[Point placement records]
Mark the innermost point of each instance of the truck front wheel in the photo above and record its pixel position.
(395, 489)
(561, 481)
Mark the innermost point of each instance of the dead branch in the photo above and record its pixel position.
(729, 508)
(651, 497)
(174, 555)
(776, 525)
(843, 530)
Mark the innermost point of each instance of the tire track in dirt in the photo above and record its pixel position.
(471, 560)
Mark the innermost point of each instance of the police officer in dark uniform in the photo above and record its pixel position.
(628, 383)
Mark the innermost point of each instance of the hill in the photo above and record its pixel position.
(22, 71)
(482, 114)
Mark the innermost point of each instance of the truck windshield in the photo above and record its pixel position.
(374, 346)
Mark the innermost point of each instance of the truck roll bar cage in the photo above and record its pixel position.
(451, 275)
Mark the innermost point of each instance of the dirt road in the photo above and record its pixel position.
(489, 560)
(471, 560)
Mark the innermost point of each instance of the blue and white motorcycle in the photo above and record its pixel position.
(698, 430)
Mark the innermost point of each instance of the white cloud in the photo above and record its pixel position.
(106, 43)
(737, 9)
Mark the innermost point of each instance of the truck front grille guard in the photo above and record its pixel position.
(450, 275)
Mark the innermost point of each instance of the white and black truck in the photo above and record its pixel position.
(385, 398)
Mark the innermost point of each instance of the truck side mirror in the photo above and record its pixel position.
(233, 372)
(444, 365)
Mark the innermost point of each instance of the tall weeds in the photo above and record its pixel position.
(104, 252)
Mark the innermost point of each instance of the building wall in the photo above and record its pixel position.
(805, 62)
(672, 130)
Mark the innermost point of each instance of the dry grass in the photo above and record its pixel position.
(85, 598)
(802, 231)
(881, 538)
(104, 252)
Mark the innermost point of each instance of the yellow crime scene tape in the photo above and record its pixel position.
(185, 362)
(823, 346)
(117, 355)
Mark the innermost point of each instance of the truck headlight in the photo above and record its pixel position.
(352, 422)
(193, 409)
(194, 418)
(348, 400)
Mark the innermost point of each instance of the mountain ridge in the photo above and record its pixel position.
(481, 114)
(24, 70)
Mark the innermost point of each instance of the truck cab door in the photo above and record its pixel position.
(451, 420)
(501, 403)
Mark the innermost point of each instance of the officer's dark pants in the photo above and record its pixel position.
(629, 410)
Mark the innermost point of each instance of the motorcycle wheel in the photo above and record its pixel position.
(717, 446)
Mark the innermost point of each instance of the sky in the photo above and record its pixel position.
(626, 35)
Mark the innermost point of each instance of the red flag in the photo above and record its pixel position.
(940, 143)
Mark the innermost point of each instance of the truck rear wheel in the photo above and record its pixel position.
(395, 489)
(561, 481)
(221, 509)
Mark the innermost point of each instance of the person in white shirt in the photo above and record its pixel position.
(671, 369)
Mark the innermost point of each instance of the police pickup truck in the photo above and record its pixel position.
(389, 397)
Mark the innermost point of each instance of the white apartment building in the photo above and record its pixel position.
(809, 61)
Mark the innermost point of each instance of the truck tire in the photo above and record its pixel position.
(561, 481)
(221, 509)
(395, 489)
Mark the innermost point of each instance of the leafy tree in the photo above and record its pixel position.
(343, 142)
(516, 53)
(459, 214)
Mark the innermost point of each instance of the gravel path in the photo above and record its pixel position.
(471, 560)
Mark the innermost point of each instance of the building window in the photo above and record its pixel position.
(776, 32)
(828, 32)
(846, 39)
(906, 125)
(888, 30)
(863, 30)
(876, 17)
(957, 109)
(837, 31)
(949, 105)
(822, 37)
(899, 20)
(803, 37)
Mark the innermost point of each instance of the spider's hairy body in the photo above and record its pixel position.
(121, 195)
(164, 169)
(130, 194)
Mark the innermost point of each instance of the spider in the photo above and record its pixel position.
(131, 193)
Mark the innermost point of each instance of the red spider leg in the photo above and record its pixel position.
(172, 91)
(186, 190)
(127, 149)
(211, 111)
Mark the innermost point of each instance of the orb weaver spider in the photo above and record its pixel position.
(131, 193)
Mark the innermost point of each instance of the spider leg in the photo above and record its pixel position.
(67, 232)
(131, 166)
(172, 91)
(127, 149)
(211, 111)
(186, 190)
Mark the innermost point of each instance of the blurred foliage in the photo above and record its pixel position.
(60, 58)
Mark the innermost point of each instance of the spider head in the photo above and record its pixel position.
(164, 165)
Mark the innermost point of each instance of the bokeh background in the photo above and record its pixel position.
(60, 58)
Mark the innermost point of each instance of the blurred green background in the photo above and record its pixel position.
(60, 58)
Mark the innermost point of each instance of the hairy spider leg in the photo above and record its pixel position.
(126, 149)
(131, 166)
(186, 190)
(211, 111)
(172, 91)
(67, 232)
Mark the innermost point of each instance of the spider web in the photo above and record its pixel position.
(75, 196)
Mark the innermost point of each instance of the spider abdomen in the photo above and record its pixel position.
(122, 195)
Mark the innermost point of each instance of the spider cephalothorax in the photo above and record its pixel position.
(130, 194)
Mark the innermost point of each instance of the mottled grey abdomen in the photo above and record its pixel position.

==

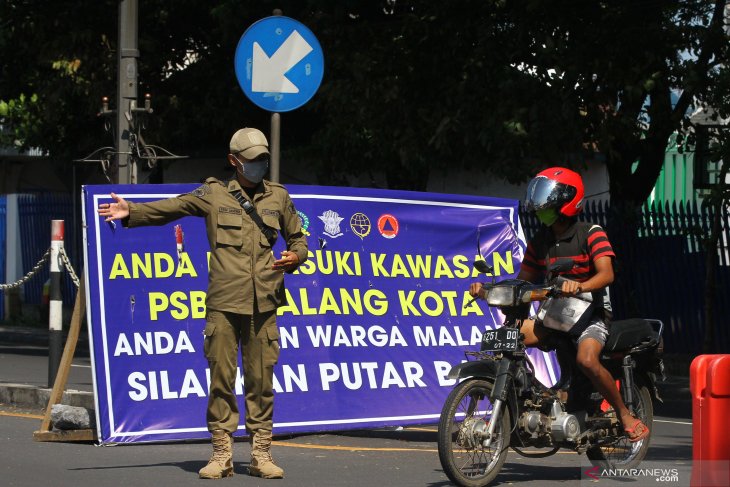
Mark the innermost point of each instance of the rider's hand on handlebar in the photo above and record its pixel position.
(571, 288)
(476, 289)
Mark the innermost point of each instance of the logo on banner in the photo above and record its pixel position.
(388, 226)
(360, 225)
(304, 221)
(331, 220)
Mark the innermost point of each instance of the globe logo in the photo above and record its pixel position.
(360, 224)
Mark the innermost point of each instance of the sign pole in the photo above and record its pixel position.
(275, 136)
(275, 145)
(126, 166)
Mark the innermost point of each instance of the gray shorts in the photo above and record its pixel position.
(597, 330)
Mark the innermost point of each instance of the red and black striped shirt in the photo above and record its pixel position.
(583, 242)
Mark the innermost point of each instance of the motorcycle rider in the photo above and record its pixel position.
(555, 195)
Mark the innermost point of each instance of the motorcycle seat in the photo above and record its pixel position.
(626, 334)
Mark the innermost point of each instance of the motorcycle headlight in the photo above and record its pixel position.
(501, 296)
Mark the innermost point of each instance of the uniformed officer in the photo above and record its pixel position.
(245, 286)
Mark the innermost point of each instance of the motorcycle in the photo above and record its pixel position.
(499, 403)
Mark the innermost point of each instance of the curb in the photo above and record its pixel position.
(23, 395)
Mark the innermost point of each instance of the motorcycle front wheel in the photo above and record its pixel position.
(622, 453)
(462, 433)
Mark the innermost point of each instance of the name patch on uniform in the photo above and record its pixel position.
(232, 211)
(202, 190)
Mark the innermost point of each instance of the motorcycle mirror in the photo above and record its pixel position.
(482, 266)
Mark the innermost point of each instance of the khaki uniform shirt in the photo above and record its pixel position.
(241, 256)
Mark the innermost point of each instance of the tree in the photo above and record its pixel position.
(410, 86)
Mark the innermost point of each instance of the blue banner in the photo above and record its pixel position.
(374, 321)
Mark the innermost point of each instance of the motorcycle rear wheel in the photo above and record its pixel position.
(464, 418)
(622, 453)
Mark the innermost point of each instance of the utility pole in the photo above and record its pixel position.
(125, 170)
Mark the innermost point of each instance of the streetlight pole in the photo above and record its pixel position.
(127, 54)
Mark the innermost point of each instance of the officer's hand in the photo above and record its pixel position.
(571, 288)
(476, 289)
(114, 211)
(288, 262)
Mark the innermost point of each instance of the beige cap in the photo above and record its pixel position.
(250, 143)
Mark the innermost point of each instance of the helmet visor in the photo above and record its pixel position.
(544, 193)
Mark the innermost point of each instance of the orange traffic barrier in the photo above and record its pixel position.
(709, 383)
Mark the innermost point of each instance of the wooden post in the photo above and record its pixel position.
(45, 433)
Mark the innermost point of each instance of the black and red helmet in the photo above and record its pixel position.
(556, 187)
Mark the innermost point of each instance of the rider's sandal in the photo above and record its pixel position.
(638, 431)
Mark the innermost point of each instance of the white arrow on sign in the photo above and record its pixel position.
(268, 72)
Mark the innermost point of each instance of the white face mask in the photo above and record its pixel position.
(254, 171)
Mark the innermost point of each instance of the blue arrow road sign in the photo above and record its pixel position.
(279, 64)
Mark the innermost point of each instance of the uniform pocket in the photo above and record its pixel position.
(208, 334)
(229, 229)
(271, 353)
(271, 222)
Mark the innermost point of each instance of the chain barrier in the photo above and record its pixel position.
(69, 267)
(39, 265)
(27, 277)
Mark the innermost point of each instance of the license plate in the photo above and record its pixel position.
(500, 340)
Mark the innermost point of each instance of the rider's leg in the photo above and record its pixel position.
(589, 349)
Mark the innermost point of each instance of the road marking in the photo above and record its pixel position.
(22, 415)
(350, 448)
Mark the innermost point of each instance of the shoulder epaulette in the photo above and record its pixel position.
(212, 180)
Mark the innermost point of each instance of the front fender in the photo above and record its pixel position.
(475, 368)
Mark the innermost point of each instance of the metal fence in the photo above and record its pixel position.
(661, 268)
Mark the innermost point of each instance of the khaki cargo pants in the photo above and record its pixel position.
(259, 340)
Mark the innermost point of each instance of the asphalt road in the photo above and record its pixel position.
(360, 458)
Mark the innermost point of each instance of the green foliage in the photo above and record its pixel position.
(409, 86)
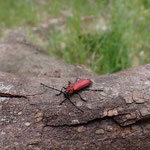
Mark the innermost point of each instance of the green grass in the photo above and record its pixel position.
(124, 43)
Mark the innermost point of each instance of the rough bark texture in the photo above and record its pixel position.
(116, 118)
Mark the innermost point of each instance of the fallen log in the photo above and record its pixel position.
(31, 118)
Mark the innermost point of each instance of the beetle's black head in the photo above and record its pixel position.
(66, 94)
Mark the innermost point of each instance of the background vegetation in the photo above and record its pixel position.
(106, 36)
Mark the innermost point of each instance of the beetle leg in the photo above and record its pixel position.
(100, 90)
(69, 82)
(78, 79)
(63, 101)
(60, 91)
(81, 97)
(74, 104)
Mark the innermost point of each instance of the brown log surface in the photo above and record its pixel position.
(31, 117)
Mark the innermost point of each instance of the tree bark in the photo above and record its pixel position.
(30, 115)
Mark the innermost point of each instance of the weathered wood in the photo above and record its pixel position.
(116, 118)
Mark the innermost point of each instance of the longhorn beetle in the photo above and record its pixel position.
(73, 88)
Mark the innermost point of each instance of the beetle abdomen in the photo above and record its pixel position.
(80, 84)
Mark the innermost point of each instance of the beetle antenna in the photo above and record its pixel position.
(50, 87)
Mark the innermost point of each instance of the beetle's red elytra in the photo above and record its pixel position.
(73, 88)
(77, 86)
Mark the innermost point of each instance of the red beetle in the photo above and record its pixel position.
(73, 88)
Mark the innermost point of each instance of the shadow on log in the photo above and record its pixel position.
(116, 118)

---

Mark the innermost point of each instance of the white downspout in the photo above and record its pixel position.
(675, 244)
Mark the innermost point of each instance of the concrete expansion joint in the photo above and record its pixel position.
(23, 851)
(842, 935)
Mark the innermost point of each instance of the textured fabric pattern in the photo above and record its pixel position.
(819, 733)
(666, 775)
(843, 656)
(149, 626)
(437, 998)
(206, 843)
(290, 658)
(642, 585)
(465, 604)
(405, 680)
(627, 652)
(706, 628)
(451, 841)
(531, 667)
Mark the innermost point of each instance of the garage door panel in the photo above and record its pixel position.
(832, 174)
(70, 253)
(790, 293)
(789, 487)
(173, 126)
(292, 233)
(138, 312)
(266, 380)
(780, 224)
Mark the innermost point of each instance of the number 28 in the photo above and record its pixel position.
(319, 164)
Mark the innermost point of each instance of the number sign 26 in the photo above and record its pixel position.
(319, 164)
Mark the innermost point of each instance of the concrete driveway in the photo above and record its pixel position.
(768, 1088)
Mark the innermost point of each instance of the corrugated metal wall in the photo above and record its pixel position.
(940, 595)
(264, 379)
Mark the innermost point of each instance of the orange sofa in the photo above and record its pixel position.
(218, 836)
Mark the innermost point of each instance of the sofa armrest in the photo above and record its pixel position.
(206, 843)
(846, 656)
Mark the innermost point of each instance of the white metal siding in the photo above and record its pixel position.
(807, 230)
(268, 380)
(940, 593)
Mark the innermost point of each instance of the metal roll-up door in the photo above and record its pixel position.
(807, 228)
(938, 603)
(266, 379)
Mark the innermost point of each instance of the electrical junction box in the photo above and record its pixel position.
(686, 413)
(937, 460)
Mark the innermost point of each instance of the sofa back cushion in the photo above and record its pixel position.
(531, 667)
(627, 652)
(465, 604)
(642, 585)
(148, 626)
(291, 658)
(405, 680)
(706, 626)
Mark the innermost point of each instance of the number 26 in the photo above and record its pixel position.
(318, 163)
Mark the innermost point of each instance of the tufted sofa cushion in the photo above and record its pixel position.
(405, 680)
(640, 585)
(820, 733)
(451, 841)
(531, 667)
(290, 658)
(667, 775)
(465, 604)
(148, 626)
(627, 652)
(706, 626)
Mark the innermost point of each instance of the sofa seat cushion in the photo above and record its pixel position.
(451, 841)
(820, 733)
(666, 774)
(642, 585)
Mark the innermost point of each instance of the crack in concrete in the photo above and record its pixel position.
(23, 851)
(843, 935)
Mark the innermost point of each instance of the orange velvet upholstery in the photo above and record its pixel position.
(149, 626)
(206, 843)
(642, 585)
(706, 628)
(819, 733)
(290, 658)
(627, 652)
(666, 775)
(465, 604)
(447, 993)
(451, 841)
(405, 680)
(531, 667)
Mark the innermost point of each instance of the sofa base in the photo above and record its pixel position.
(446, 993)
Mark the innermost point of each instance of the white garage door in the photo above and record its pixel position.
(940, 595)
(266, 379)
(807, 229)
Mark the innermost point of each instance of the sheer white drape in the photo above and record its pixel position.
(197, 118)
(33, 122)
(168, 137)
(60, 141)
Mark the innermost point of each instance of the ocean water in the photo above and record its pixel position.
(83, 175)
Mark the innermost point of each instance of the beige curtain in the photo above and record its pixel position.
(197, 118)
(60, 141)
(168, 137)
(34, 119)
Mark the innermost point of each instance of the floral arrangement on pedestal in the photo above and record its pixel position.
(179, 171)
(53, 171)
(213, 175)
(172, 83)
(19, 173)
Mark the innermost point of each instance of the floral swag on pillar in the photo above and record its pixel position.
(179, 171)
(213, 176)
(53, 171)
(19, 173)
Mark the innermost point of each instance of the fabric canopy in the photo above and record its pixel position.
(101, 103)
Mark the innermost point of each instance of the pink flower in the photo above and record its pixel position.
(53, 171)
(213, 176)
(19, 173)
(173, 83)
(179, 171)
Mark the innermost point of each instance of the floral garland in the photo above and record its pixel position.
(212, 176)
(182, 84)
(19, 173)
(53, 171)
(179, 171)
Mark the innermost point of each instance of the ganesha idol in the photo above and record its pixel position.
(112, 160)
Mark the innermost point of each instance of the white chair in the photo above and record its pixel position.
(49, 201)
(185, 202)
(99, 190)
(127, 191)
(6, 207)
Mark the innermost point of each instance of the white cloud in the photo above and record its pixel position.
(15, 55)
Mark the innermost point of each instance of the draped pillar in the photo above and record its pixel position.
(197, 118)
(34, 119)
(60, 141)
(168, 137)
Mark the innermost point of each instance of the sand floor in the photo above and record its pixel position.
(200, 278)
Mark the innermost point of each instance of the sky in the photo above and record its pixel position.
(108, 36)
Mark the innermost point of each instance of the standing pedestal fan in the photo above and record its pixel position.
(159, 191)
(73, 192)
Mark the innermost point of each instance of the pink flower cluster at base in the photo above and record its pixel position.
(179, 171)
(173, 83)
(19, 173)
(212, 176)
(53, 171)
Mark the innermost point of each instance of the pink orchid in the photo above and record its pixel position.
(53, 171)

#### EXERCISE DIRECTIONS
Pull out every line of the material above that contains the string "base". Capital and lowercase letters must match.

#### RESULT FOR THIS TASK
Mark the innermost point of each instance of the sofa base in the photo above and record its pixel position.
Mark the innermost point of each instance of the pink flower cluster at base in the photo above and record its pixel position.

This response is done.